_About this task_
Type out the data below in its entirety, exactly as given.

_Items from a dataset_

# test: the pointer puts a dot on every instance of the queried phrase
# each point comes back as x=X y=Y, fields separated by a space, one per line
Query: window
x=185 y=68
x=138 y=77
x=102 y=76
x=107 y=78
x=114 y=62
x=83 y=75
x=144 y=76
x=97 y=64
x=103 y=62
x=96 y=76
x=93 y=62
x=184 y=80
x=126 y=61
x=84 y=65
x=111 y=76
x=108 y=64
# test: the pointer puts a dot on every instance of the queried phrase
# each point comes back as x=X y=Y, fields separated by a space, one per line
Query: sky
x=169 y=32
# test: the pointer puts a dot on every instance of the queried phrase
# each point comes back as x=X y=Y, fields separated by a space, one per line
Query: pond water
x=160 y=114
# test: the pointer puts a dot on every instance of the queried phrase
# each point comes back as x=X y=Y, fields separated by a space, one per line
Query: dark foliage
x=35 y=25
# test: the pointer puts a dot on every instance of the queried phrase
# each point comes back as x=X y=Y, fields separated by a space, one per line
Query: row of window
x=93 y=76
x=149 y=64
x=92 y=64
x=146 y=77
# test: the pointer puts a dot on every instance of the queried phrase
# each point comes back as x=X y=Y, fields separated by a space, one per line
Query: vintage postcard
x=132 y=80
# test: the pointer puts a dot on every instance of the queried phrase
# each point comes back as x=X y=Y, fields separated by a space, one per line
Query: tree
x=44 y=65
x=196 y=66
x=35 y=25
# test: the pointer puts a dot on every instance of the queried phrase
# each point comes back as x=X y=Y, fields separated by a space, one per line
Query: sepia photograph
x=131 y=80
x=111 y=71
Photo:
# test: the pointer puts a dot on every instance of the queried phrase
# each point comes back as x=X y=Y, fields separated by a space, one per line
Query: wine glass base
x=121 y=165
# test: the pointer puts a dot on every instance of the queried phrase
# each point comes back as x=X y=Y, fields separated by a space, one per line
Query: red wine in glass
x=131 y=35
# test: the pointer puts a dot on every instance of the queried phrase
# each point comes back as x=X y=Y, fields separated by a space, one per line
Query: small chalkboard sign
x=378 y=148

_Solution_
# test: the pointer puts a dot on every instance of the queried phrase
# each point comes back as x=X y=Y, fields separated by a space, one per line
Query: window
x=185 y=68
x=138 y=77
x=102 y=76
x=107 y=78
x=114 y=62
x=83 y=75
x=144 y=76
x=97 y=64
x=103 y=62
x=96 y=76
x=93 y=62
x=184 y=80
x=126 y=61
x=84 y=65
x=111 y=76
x=108 y=64
# test: the pointer puts a dot on every instance of the queried phrase
# each point comes back as x=X y=Y, fields separated by a space, one per line
Query: sky
x=169 y=32
# test: the pointer puts a dot on every instance of the queried phrase
# each point comes back as x=X y=Y, fields separated by a space, one per line
Query: pond water
x=160 y=114
# test: the pointer puts a dot on every instance of the queried phrase
# each point comes back as x=X y=Y, fields separated by a space, one per line
Query: dark foliage
x=35 y=25
# test: the pointer puts a dot on every instance of the queried phrase
# each point comes back as x=X y=Y, fields separated by a space, one per line
Query: row of window
x=93 y=76
x=149 y=64
x=92 y=64
x=146 y=77
# test: the pointer puts a dot on every instance of the queried phrase
# each point comes back as x=X y=Y, fields separated by a space, one per line
Query: vintage postcard
x=132 y=80
# test: the pointer puts a dot on every instance of the queried phrase
# each point comes back as x=X y=Y, fields separated by a space, one per line
Query: tree
x=44 y=65
x=196 y=66
x=35 y=25
# test: the pointer puts a dot on every instance of the queried phrase
# each point comes back as x=X y=Y, fields separated by a space, one per line
Query: sepia photograph
x=131 y=80
x=111 y=71
Photo:
# test: the pointer puts a dot on every instance of the queried phrase
# each point comes back as x=X y=Y, fields separated by a space, one per line
Query: wine glass base
x=121 y=165
# test: the pointer puts a dot on every instance of the queried phrase
# each point comes back as x=X y=Y, fields separated by a space, one per line
Query: red wine in glass
x=131 y=35
# test: the pointer puts a dot on every instance of the queried phrase
# each point comes back as x=X y=Y, fields separated by a space, one per line
Query: small chalkboard sign
x=378 y=148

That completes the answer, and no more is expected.